▸ Selected text
• • • •

You did mention that a single sync point is already in use at resolutions above 1 day. I think we're starting to confuse ourselves though... we should consider the system as a whole... if MCFX uses one supra-daily sync point AND one daily session sync point then we have a system that uses two synchronization thresholds to synchronize charts - not a single sync point system as you proposed.
Let's try to drop the jargon, because I think it's leading to misunderstanding.
MCFX currently appears to use two completely separate methods of ensuring its time-based charts are synchronised with one another - one method for n-day charts, and one for n-hour, n-minute, n-second, n-tick. I exclude discussion of n-week, n-month etc. charts: they don't interest me for the moment.
In general, all that's necessary for time-based charts to be correctly synchronised - by which I mean that all bars of a given time scale open and close together, and all multiples and fractions of that time scale correspond as they should, is to choose one arbitrary moment in time, and ensure that all charts in all time scales break their bars together at that time. That moment could be 12 noon on Christmas day 1987, or it could be (more practically) NY close this Friday. Once that unique point of synchronisation is defined, simple arithmetic will take care of the rest.
For example, if I define my one fixed point as "now", then I can divide up the future and the past arbitrarily into equal parcels of time, backwards and forwards to infinity, and any data tick that will occur or has occurred inside any of these parcels contributes to the candle that corresponds to that parcel. As long as the criteria of the candles are respected, and assuming no cumulative errors in the data stream, the simple correspondence of arithmetic will ensure that synchronisation occurs between time scales that are co-factors, and no candlesticks are ever broken before their time. Two 3-hour candlesticks will make a 6-hour candlestick, and every time a 12-hour candlestick opens, a 6-hour, a 3-hour, a 90-minute, a 45-minute, a 15-minute, and a 5-minute candlestick will open. A 10-hour candlestick break and a 12-hour candlestick break will coincide every 60 hours, but when a 10-hour candlestick opens, a 5-hour candlestick will open at the same moment.

• • • •

▸ To-do list
a) Tell whether each statement agrees with the post on chart synchronization, answering yes or no and quoting the words from the post that decide it: (i) The writer wants to discuss n-week and n-month charts. (ii) Two 3-hour candlesticks make a 6-hour candlestick. (iii) A 10-hour candlestick break and a 12-hour candlestick break line up every 60 hours.
b) In the post on chart synchronization, what more practical moment is offered as the single point of synchronization?
c) Write the next few sentences of the post on chart synchronization, picking up after its final sentence.
The listing comes from a separate source.

[Dataset entries]
• • • •

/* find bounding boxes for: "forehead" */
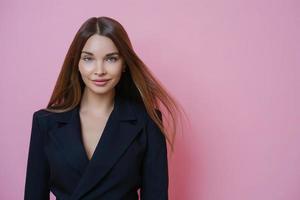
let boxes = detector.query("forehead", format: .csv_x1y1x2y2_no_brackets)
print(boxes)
82,34,118,56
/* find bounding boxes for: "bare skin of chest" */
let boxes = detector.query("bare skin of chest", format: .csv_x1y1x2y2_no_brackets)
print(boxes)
80,113,108,160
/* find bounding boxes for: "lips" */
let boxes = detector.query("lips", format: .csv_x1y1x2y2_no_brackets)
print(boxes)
93,79,110,82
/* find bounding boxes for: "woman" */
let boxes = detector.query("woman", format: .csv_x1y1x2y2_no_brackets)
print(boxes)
24,17,185,200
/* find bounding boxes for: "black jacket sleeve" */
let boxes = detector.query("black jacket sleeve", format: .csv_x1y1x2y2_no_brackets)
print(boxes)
24,111,50,200
140,110,169,200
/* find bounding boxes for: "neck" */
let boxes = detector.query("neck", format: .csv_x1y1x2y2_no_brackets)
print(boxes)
80,87,115,116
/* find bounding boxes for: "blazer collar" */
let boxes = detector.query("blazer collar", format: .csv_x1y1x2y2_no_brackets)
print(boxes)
55,93,137,123
49,95,145,200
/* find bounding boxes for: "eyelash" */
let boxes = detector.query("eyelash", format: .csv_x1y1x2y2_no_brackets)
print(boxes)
82,57,118,62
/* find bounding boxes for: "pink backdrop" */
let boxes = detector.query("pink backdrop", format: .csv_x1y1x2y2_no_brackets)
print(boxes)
0,0,300,200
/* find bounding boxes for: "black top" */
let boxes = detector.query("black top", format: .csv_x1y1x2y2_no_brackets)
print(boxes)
24,95,168,200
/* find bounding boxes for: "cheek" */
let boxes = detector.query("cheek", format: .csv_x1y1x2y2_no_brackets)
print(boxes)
78,63,93,76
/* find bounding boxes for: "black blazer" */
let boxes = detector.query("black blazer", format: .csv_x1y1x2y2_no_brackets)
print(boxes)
24,95,169,200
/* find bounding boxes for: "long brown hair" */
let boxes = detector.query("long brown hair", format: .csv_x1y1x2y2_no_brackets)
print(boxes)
45,16,183,152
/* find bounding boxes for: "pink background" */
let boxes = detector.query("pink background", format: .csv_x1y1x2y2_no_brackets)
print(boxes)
0,0,300,200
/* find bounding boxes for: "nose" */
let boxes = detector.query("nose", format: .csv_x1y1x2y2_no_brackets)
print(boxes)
95,61,106,74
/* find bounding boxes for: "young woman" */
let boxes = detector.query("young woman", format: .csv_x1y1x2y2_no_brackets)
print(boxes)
24,17,185,200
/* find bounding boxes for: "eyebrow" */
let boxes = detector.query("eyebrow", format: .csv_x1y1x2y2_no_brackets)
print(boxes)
81,51,119,56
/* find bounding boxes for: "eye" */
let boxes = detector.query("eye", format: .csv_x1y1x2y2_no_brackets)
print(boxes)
108,57,118,62
82,57,92,61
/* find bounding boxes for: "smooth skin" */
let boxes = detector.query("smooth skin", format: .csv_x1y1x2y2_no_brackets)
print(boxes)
78,34,125,160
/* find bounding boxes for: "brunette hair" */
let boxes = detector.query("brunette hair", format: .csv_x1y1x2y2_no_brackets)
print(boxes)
45,16,188,152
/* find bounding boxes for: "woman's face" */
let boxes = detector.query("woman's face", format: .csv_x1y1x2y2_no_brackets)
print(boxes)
78,34,125,94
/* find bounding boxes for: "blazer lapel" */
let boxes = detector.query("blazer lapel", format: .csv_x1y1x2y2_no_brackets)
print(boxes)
48,95,144,200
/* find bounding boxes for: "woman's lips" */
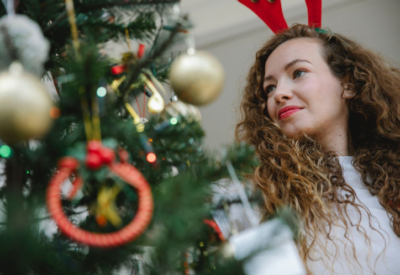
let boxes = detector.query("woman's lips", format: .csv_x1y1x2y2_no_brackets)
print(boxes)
278,106,302,119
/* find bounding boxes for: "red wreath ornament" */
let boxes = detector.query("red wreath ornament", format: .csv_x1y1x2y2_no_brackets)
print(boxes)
46,141,153,248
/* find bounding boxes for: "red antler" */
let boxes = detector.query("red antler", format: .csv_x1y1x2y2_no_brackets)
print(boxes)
306,0,322,28
239,0,288,33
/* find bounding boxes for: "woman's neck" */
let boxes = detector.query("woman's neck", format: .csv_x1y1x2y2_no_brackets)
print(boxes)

• • • •

▸ Solved problems
a)
(i) No: "I exclude discussion of n-week, n-month etc. charts: they don't interest me for the moment."
(ii) Yes: "Two 3-hour candlesticks will make a 6-hour candlestick"
(iii) Yes: "A 10-hour candlestick break and a 12-hour candlestick break will coincide every 60 hours"

b) NY close this Friday.

c)
That's the method the n-day charts use. The arbitrary fixed point is the end of the current trading week. Creating an n-day chart causes time to be divided up into n-day parcels streaming back from that point. An m-day chart likewise, m-day parcels. n-day and m-day charts will correspond at any point at which n and m are both factors, i.e. multiples of their lowest common multiple. To use my example from the other day, 17 and 23-day bars will correspond naturally every 391 days - no more, no less.
The second method is used by all the sub-daily time scales. That method is to divide the trading day up according to the bar critieria, but any bar open at NY Close is broken at NY Close, and a new day (and hence a new bar) begins.
If n-day charts used this method, there could be no value of n greater than 1.
All I'm suggesting is that there need be no arbitrary candlestick breakage. If all time scales are managed as the n-day charts are currently managed, using one unique, arbitrary synchronisation point (the end of the current week, for example) those charts which correspond naturally (e.g. 1,2,4,8,12,24h charts) will continue to do so. Those which are currently useless due to broken candles (e.g. 10h, 16h) will correspond naturally to those other time scales with which they have common factors mathematically, with no broken candles.
There may be a need for error checking, depending on how the data stream is supplied, but that can be done invisibly, and the good accuracy of long n-day charts shows that MCFX is already capable of doing what's necessary.
Apologies if that all seems simplistic, but I just want to be sure we're talking about the same thing.
By the way, what is that supra-daily sync point and are you sure it exists? For instance, how can you be sure that for chart resolutions above 1 day MCFX doesn't just say something like "skip X number of daily sessions before closing the candle"? Plugging in 7 for X would produce a weekly chart.
Essentially that's exactly what does happen, and what should happen. What you call the "supra-daily sync point" is just the one arbitrary moment (the end of the current trading week) at which MCFX decides all candles should line up.
It's clear that such a point exists, because creating a chart that superimposes several different multiday charts (e.g. 13, 17, 23-day) which should only have rare correspondences, the bars are all aligned at the end of the current trading week.
So let me see if I understand this correctly...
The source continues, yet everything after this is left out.